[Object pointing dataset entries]

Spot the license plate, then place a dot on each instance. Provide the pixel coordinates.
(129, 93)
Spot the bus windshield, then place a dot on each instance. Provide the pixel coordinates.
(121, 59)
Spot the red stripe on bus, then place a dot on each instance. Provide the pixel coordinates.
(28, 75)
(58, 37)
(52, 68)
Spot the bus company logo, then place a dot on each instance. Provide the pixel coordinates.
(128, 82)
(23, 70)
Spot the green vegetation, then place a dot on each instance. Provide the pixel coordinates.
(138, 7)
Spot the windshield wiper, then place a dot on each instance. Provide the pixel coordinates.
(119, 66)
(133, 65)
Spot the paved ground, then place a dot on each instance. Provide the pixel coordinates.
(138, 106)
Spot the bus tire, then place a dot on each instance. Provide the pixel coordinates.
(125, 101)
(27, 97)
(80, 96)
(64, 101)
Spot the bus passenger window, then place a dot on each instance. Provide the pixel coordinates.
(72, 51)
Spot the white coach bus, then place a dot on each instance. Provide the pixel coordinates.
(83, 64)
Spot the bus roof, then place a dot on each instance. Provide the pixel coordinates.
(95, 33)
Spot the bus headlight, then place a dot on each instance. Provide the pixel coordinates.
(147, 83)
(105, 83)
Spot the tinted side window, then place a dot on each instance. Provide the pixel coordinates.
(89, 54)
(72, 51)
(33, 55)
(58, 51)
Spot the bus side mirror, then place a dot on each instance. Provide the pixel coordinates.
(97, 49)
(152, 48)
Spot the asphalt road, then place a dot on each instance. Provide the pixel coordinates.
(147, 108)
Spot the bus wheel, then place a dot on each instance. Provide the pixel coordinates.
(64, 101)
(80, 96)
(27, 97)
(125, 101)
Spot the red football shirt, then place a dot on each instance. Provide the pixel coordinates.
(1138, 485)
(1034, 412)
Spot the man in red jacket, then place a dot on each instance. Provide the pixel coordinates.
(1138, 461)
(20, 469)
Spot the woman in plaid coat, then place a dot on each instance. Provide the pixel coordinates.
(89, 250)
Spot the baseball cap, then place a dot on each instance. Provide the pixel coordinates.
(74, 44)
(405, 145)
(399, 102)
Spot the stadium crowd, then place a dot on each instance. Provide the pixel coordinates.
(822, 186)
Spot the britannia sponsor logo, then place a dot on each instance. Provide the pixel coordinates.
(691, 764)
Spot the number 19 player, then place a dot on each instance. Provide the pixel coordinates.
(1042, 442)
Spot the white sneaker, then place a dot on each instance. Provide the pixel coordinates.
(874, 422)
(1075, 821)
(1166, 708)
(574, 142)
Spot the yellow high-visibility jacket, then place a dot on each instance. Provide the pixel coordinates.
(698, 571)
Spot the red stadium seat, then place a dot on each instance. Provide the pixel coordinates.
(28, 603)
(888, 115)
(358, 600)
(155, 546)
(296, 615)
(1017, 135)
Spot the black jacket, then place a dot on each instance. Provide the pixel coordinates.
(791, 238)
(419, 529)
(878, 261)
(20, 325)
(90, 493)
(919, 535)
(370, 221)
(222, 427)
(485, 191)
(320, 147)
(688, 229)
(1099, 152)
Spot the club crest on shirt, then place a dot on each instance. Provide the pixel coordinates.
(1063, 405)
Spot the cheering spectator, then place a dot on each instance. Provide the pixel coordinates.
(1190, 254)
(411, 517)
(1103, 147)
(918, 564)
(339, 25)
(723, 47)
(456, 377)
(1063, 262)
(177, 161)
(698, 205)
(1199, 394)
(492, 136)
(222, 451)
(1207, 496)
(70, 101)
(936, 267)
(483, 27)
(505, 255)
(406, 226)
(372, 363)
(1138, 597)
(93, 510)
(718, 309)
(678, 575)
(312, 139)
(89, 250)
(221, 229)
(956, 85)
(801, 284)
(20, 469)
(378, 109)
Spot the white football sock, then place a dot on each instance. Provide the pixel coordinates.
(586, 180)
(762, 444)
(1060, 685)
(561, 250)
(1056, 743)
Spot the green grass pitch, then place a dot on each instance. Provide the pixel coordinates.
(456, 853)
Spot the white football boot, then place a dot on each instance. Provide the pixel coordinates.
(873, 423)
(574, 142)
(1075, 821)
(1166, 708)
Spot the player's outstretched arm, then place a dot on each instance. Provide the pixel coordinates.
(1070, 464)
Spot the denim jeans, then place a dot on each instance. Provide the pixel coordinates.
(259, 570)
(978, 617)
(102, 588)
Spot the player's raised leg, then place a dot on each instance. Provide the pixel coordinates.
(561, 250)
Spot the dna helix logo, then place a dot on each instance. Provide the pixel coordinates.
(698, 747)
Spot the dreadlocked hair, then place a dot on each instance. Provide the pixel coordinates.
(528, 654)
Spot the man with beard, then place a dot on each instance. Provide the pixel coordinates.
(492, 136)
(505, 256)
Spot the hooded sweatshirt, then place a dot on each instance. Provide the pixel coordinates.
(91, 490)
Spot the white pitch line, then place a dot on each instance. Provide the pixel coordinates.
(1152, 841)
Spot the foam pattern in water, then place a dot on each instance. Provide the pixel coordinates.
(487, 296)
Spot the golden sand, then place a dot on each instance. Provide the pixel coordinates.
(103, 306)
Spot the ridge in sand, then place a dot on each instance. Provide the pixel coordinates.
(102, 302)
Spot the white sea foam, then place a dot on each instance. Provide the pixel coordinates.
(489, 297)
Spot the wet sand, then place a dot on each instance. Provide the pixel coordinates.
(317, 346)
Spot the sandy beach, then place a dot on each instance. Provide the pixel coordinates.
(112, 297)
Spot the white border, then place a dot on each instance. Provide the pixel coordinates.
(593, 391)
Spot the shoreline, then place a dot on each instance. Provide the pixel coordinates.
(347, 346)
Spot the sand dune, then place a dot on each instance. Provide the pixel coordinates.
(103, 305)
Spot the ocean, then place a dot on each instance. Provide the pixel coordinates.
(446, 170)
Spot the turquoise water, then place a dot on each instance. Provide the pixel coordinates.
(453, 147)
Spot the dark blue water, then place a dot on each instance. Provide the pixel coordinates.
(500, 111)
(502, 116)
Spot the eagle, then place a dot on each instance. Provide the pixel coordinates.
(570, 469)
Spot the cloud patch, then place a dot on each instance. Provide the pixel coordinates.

• _Written instruction_:
Rewrite every entry above, swapping "place a dot" for "put a marker" wherever it occurs and leaving all other text unchanged.

• _Right answer_:
Spot the license plate, then put a marker on each instance. Provide the pixel coordinates.
(129, 93)
Spot the bus windshield, then put a marker on each instance. Provide the pixel coordinates.
(121, 59)
Spot the red stripe on bus, then put a marker on each instance. Provide the pixel coordinates.
(28, 75)
(58, 37)
(52, 68)
Spot the bus company logo, then put a marker on each instance. Provide the pixel coordinates.
(128, 82)
(23, 70)
Spot the green vegetation, then put a marker on each instance. Provide the pixel coordinates.
(138, 7)
Spot the windshield wiper, then put a marker on each instance. Provide the pixel coordinates.
(119, 66)
(133, 65)
Spot the paved ground, then put a marker on each instance. Provide the pixel coordinates.
(138, 106)
Spot the bus tire, then put a marker on each instance. Provide the pixel coordinates.
(125, 101)
(27, 97)
(80, 96)
(64, 101)
Spot the bus passenger window, then put a marker on each instance. Provide the pixel coordinates.
(72, 51)
Spot the white coach bus, then put a marker on each instance. Provide the pixel coordinates.
(83, 64)
Spot the bus roof, then put a marker on each instance. Provide the pixel coordinates.
(95, 33)
Spot the bus headlight, then put a marker on each instance. Provide the pixel coordinates.
(147, 83)
(105, 83)
Spot the tinted side window, then put a marker on each instance. Provide the pixel coordinates.
(89, 54)
(72, 51)
(33, 55)
(58, 51)
Spot the bus side mirror, then put a marker on each instance. Provide the pixel coordinates.
(97, 49)
(152, 48)
Spot the asphalt road, then put a marker on each instance. Provide the pixel coordinates.
(147, 108)
Spot the bus wheel, then put a marker on each instance. Provide the pixel coordinates.
(64, 101)
(80, 96)
(27, 97)
(125, 101)
Spot the red football shirt, then put a marker on each instance. Provide the pixel coordinates.
(1138, 485)
(1034, 412)
Spot the man in red jacket, then put a marker on each instance. Provide the pixel coordinates.
(1138, 461)
(20, 469)
Spot the woman in plaid coat, then put a marker on each instance. Provide the pixel coordinates.
(89, 250)
Spot the baseball cap, then put a marker on each instance. Provide the pixel coordinates.
(74, 44)
(405, 145)
(399, 102)
Spot the stadium crowd, then put a marker on each instance. Provide the pixel coordinates.
(822, 186)
Spot the britannia sponsor logo, then put a marker on each instance. Provide the pixel coordinates.
(691, 764)
Spot the number 19 player, then put a marker on each instance. Provide the pixel coordinates.
(1042, 442)
Spot the white sneaker, then put a marker on each instance. Provide the pixel coordinates.
(874, 422)
(1075, 821)
(1166, 708)
(574, 142)
Spot the yellow high-visibility jacket, then put a marker on each instance. Provide the pixel coordinates.
(698, 571)
Spot the red stadium seat, then put a marker on each instance. Provide the pixel coordinates.
(28, 603)
(888, 115)
(358, 600)
(155, 546)
(296, 615)
(1017, 135)
Spot the black jacket, then put a marker on each instance. Provide the pixel coordinates.
(791, 238)
(419, 529)
(878, 261)
(20, 325)
(90, 493)
(919, 535)
(370, 221)
(222, 427)
(485, 191)
(320, 147)
(688, 229)
(1099, 152)
Spot the club crest on shirt, then put a marker on each instance. Provide the pixel coordinates.
(1063, 405)
Spot the cheering spectator, then put a marker on each instance. Provide the pixel coordinates.
(1190, 254)
(411, 517)
(1103, 147)
(918, 564)
(339, 25)
(723, 47)
(456, 377)
(1063, 262)
(177, 161)
(698, 205)
(1199, 394)
(492, 136)
(222, 451)
(1207, 496)
(70, 101)
(936, 267)
(483, 27)
(505, 255)
(406, 226)
(372, 363)
(1138, 597)
(93, 510)
(718, 309)
(678, 575)
(312, 139)
(89, 250)
(221, 229)
(956, 85)
(801, 284)
(20, 469)
(378, 109)
Spot the white football sock, then put a marker on each instance. Provide the pixel coordinates.
(586, 180)
(762, 444)
(1060, 685)
(561, 250)
(1056, 743)
Spot the green grass pitch, then put a marker on each instance. Provide the pixel coordinates.
(456, 853)
Spot the white football boot, then put a marker on each instance. Provide the pixel coordinates.
(873, 423)
(574, 142)
(1075, 821)
(1166, 708)
Spot the player's outstretched arm, then put a marker on each instance. Provide the pixel coordinates.
(1070, 464)
Spot the denim jeans, then put a marker on each instance. Provide the pixel coordinates.
(259, 570)
(978, 617)
(102, 588)
Spot the player's raised leg, then put a marker on each instance. Provide the pixel coordinates.
(561, 250)
Spot the dna helix logo, then put a marker on each instance. Provide the pixel coordinates.
(698, 747)
Spot the dreadlocked hair, then put a marker on each instance. Provide the pixel coordinates.
(528, 654)
Spot the man with beard, then put a marker on each instance. Provide the pixel coordinates.
(492, 136)
(505, 256)
Spot the hooded sweatshirt, then put a marker on each instance. Provide the pixel coordinates.
(91, 490)
Spot the white pitch line, then put a marker on each instance. Provide the pixel coordinates.
(1152, 841)
Spot the foam pattern in water, then put a marker on each instance. Provide the pixel coordinates.
(487, 296)
Spot the golden sand, then put a marker on each instance. Provide the pixel coordinates.
(103, 306)
Spot the ridge in sand, then put a marker on each instance. Provide the pixel coordinates.
(102, 302)
Spot the white sea foam, then put a marker on each instance. Provide the pixel coordinates.
(489, 297)
Spot the wet sand, then put a marker on each instance. Provide the pixel coordinates.
(317, 346)
Spot the sandy beach, then put a marker on each instance. Provide the pixel coordinates.
(112, 297)
Spot the white border, then put a marker on each instance. Provide the pixel coordinates.
(593, 391)
Spot the shoreline, then put a marker on each instance. Provide the pixel coordinates.
(347, 346)
Spot the sand dune, then put a marker on each instance. Provide the pixel coordinates.
(103, 305)
Spot the ocean, then put a marker on each instance. Provide the pixel coordinates.
(446, 170)
Spot the turquoise water, then put a marker on each instance. Provide the pixel coordinates.
(453, 147)
Spot the dark blue water, then put a marker on each instance. Provide the pixel coordinates.
(500, 111)
(502, 116)
Spot the eagle, then put a marker on each instance. Provide the pixel coordinates.
(570, 469)
Spot the cloud patch, then put a marker on each instance. Provide the pixel coordinates.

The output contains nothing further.